_Extracted entries_.
══════════

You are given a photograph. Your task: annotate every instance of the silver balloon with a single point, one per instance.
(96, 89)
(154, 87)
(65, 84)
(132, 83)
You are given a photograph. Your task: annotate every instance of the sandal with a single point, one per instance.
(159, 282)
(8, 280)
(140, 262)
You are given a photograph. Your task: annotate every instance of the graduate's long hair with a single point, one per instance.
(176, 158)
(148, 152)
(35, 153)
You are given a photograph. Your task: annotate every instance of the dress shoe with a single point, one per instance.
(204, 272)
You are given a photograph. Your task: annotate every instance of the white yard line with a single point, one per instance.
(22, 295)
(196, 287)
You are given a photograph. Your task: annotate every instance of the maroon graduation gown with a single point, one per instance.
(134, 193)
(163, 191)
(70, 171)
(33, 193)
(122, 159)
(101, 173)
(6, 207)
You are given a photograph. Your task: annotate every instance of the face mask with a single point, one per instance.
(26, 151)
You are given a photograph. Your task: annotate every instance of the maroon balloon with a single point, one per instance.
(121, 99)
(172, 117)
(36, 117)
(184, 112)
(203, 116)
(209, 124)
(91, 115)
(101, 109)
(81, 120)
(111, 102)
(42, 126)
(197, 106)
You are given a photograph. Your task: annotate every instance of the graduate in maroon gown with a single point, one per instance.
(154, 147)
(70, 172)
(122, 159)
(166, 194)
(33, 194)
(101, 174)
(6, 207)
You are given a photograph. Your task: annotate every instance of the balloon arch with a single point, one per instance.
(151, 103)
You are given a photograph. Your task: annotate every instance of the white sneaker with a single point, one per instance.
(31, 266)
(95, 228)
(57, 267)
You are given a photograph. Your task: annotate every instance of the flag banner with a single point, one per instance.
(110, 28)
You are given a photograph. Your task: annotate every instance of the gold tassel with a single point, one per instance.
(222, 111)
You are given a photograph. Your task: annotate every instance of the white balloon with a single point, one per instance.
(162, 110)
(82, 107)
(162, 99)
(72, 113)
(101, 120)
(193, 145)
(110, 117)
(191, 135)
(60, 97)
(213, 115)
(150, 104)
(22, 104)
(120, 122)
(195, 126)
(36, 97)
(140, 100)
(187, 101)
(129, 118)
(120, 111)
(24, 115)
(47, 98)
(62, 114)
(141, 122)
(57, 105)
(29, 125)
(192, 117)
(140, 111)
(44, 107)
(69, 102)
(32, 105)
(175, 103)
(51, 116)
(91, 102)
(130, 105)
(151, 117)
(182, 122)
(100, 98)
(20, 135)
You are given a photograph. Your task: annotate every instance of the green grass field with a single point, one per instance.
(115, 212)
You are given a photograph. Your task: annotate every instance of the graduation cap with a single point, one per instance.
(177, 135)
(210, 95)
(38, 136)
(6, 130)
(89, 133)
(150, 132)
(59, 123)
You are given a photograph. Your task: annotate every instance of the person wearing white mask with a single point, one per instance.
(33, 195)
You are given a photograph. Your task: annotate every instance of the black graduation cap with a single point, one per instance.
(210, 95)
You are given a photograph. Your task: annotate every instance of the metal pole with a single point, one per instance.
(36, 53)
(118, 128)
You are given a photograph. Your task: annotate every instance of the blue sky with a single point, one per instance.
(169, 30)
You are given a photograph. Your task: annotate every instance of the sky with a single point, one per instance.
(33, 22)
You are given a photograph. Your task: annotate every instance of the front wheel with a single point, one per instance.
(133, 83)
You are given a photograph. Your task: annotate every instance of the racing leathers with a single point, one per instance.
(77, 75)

══════════

_What is being asked_. Copy out the whole listing exactly.

_The reply_.
You are given a photograph. Your task: annotate every instance of the silver balloon with a single point, one per instance.
(96, 89)
(154, 87)
(65, 84)
(132, 83)
You are given a photograph. Your task: annotate every instance of the sandal with a single point, one per instance.
(159, 282)
(8, 280)
(140, 262)
You are given a photograph. Your task: annotate every instance of the graduate's long hair with a single point, one per instance.
(176, 158)
(148, 152)
(35, 153)
You are given a photograph. Your task: annotate every instance of the dress shoe with a single point, one per instance.
(204, 272)
You are given a photograph. Your task: annotate every instance of the white yard line with a single point, one per instance.
(22, 295)
(196, 287)
You are given a photograph. Your task: annotate every instance of the maroon graduation gown with a single point, one per instance.
(134, 193)
(163, 191)
(70, 171)
(33, 193)
(122, 159)
(101, 173)
(6, 207)
You are given a photograph. Your task: annotate every instance of the face mask with a single point, one per instance.
(26, 151)
You are given a photograph. Your task: annotate every instance of the maroon balloon with a single point, one per instance.
(121, 99)
(172, 117)
(36, 117)
(184, 112)
(203, 116)
(209, 124)
(91, 115)
(101, 109)
(81, 120)
(111, 102)
(42, 126)
(197, 106)
You are given a photograph. Your task: annotate every instance of the graduate in maroon gown with a single point, one per instance.
(154, 147)
(70, 172)
(122, 159)
(166, 194)
(33, 194)
(101, 174)
(6, 207)
You are given a photograph. Your task: annotate every instance of the balloon arch with a single point, one per instance.
(151, 103)
You are given a photograph. Your task: annotate every instance of the white sneaker with a single point, one per instance.
(31, 266)
(95, 228)
(57, 267)
You are given a photograph. Your task: annotate every instance of the flag banner with a single point, one per instance.
(110, 28)
You are given a photograph. Your task: annotate every instance of the gold tassel with a single point, one per instance.
(222, 111)
You are given a photograph. Your task: annotate every instance of the white balloon with a single point, one per instance.
(162, 110)
(82, 107)
(162, 99)
(72, 113)
(101, 120)
(193, 145)
(110, 117)
(191, 135)
(60, 97)
(213, 115)
(150, 104)
(22, 104)
(120, 122)
(195, 126)
(36, 97)
(140, 100)
(187, 101)
(129, 118)
(120, 111)
(24, 115)
(47, 98)
(62, 114)
(141, 122)
(57, 105)
(29, 125)
(192, 117)
(140, 111)
(44, 107)
(69, 102)
(32, 105)
(175, 103)
(51, 116)
(91, 102)
(130, 105)
(151, 117)
(182, 122)
(100, 98)
(20, 135)
You are given a photograph. Your task: annotate every instance of the green grass field with a single point, one per instance.
(115, 212)
You are given a photograph. Your task: annotate every instance of the graduation cap with a single point, one per instance.
(177, 135)
(210, 95)
(38, 136)
(6, 130)
(89, 133)
(150, 132)
(59, 123)
You are given a photograph. Your task: annotate every instance of the person wearing white mask with a single point, one per instance.
(33, 195)
You are given a photograph. Your task: annotate every instance of the black graduation cap with a single point, one per instance.
(210, 95)
You are given a photograph. Your task: annotate every instance of the metal pole with a single point, one per instance.
(36, 53)
(118, 128)
You are given a photograph. Your task: annotate every instance of the blue sky with a single point, one per instance.
(169, 30)
You are given a photograph. Your task: annotate every instance of the sky with a single point, one per instance.
(33, 22)
You are given a photograph. Your task: annotate every instance of the front wheel with a single point, one per instance.
(133, 83)
You are given a photograph. Your task: annotate every instance of the racing leathers with a single point, one per instance.
(77, 75)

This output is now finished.